Simply Statistics: The problem with small big data

There’s lots of talk about “big data” these days and I think that’s great. I think it’s bringing statistics out into the mainstream (even if they don’t call it statistics) and it creating lots of opportunities for people with statistics training. It’s one of the reasons we created this blog.

One thing that I think gets missed in much of the mainstream reporting is that, in my opinion, the biggest problems aren’t with the truly massive datasets out there that need to be mined for important information. Sure, those types of problems pose interesting challenges with respect to hardware infrastructure and algorithm design.

I think a bigger problem is what I call “small big data”. Small big data is the dataset that is collected by an individual whose data collection skills are far superior to his/her data analysis skills. You can think of the size of the problem as being measured by the ratio of the dataset size to the investigator’s statistical skill level. For someone with no statistical skills, any dataset represents “big data”.

————————

Work item A:
List each opinion that the post on small big data introduces with the words "I think."
Work item B:
Write the next part of the post on small big data, picking up right after its last sentence.

Information provided:
————————

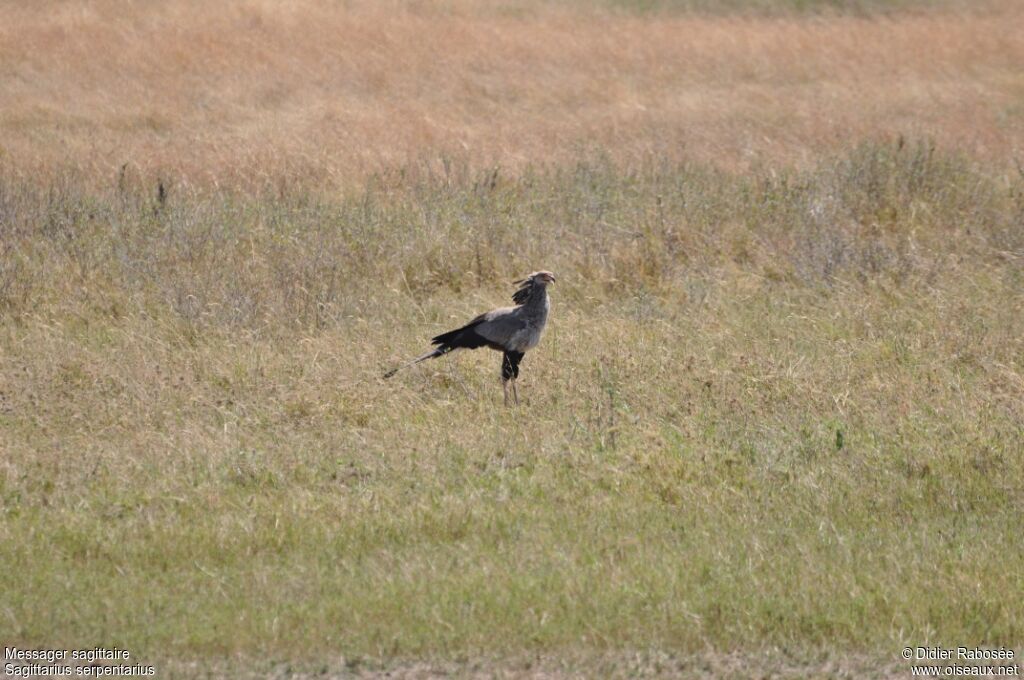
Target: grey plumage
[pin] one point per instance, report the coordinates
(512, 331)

————————

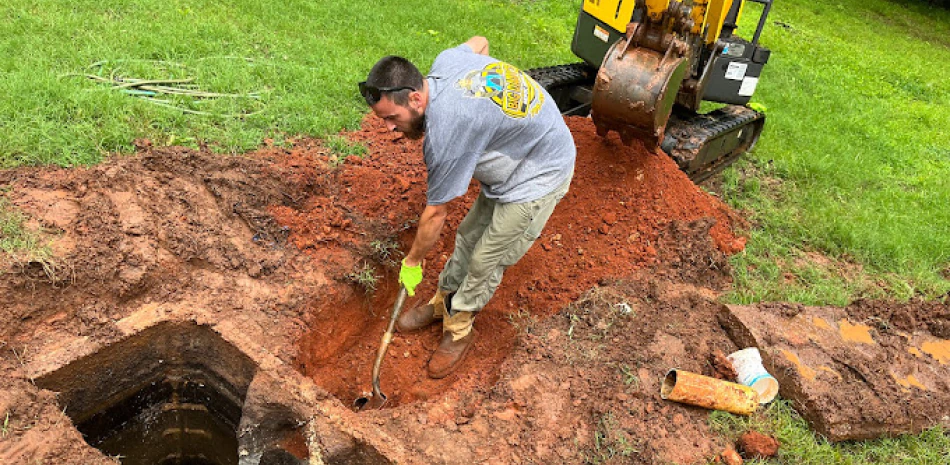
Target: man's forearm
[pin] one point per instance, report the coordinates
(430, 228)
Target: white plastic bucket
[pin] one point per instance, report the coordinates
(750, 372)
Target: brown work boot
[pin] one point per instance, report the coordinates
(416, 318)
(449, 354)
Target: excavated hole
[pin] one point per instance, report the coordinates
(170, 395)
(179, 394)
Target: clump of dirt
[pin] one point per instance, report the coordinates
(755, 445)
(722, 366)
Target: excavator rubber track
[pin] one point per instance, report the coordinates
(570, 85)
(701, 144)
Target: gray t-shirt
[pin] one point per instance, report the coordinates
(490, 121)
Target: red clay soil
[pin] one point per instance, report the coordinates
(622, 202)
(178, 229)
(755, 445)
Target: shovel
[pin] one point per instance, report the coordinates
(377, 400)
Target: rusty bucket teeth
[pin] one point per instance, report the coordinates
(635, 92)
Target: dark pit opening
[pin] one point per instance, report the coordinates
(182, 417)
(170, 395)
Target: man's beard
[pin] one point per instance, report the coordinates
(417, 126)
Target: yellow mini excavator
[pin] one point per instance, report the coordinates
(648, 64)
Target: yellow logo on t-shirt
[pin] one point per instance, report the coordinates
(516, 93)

————————

Answer A:
- The amount of talk about "big data" these days is great.
- Big data is bringing statistics into the mainstream, even if people don't call it statistics, and it is creating lots of opportunities for people with statistics training.
- Much mainstream reporting misses that the biggest problems aren't with the truly massive datasets that need to be mined for important information.
- A bigger problem is "small big data."

Answer B:
These days, any individual can create a massive dataset with relatively few resources. In some of the work I do, we send people out with portable air pollution monitors that record pollution levels every 5 minutes over a 1-week period. People with fitbits can get highly time-resolved data about their daily movements. A single MRI can produce millions of voxels of data.

One challenge here is that these examples all represent datasets that are large “on paper”. That is, there are a lot of bits to store, but that doesn’t mean there’s a lot of useful information there. For example, I find people are often impressed by data that are collected with very high temporal or spatial resolution. But often, you don’t need that level of detail and can get away with coarser resolution over a wider range of scenarios. For example, if you’re interested in changes in air pollution exposure across seasons but you only measure people in the summer, then it doesn’t matter if you measure levels down to the microsecond and produce terabytes of data. Another example might be the idea the sequencing technology doesn’t in fact remove biological variability, no matter how large a dataset it produces.

Another challenge is that the person who collected the data is often not qualified/prepared to analyze it. If the data collector didn’t arrange beforehand to have someone analyze the data, then they’re often stuck. Furthermore, usually the grant that paid for the data collection didn’t budget (enough) for the analysis of the data. The result is that there’s a lot of “small big data” that just sits around unanalyzed. This is an unfortunate circumstance, but in my experience quite common.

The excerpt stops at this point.